[TEXT FOR ANALYSIS]
In pretty much any country in the world – especially developing ones – I can get an egg over rice for breakfast. I just luv it. It keeps me going until lunch. Nutrition and balance excellent; the yum factor is a bonus.
- 1 whole egg for protein and fat. 80 calories
- 1 cup brown rice adds fiber and carbs. 218 calories
- Dash salt. My BP yesterday was 95/60 – a self-proclaimed license to salt when I feel like it. I pepper it, too. Hot sauce, yum.
- At home, drink 1/2 cup of pomegranate juice with 1/4 cup aloe vera juice as an anti-inflammatory remedy. TASTES LOUSY (we call it pollywog water). Wanna know something? It really helps my old lady aches and pains. About 40 calories.
- The LoseIt app sez for my size and age, my daily budgets is 1550-1650 calories to whittle down my post-Christmas paunch and maintain. This breakfast hovers around 340 calories.
Breakfast is one of my 3 most favorite meals of the day.
In all seriousness, I never ever skip breakfast. It launches my metabolism and sets me up for a productive day (as opposed to a bummer burnout drain).
True, when we travel, the egg is always fried in oil (unless on a cruise, then I can get it cooked in fairy dust, if so desired). I don’t care, and I don’t ask them to use less oil. I’m on vacation and it’s delicious eating an egg from those chickens walking across the road.
- I usually eat TWO eggs on vacation. Every day. Fuel.
On vacation, the rice is pretty much always white. We get back to brown rice soon enough once home.
Back in our abode, I often cook brown rice for some meal, make plenty of extra and then have a tub of it in the fridge for several days of breakfasts. My little Oster egg cooker can poach ONE egg at a time. Or, just spray a sauté pan with non-stick and make an over-easy egg, slide it onto a bed of hot brown rice.
Breakfast. Do it. Every day. End of sermon.

[AIM OF THE TASK] Copy out the whole piece about eating an egg over rice for breakfast, word for word and without changes.

[INFORMATION PROVIDED]
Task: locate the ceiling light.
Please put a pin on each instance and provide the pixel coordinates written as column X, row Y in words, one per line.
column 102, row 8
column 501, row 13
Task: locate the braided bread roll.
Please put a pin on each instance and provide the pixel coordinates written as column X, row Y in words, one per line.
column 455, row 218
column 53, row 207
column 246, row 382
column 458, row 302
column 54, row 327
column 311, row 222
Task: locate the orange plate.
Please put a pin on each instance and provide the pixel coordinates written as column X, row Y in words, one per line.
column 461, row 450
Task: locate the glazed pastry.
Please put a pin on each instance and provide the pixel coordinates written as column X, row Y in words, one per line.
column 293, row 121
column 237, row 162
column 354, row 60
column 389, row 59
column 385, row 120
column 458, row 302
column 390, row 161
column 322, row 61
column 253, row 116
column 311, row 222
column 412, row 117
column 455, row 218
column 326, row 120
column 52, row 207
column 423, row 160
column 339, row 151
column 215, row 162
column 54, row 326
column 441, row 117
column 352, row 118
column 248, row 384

[TASK RESPONSE]
In pretty much any country in the world – especially developing ones – I can get an egg over rice for breakfast. I just luv it. It keeps me going until lunch. Nutrition and balance excellent; the yum factor is a bonus.
- 1 whole egg for protein and fat. 80 calories
- 1 cup brown rice adds fiber and carbs. 218 calories
- Dash salt. My BP yesterday was 95/60 – a self-proclaimed license to salt when I feel like it. I pepper it, too. Hot sauce, yum.
- At home, drink 1/2 cup of pomegranate juice with 1/4 cup aloe vera juice as an anti-inflammatory remedy. TASTES LOUSY (we call it pollywog water). Wanna know something? It really helps my old lady aches and pains. About 40 calories.
- The LoseIt app sez for my size and age, my daily budgets is 1550-1650 calories to whittle down my post-Christmas paunch and maintain. This breakfast hovers around 340 calories.
Breakfast is one of my 3 most favorite meals of the day.
In all seriousness, I never ever skip breakfast. It launches my metabolism and sets me up for a productive day (as opposed to a bummer burnout drain).
True, when we travel, the egg is always fried in oil (unless on a cruise, then I can get it cooked in fairy dust, if so desired). I don’t care, and I don’t ask them to use less oil. I’m on vacation and it’s delicious eating an egg from those chickens walking across the road.
- I usually eat TWO eggs on vacation. Every day. Fuel.
On vacation, the rice is pretty much always white. We get back to brown rice soon enough once home.
Back in our abode, I often cook brown rice for some meal, make plenty of extra and then have a tub of it in the fridge for several days of breakfasts. My little Oster egg cooker can poach ONE egg at a time. Or, just spray a sauté pan with non-stick and make an over-easy egg, slide it onto a bed of hot brown rice.
Breakfast. Do it. Every day. End of sermon.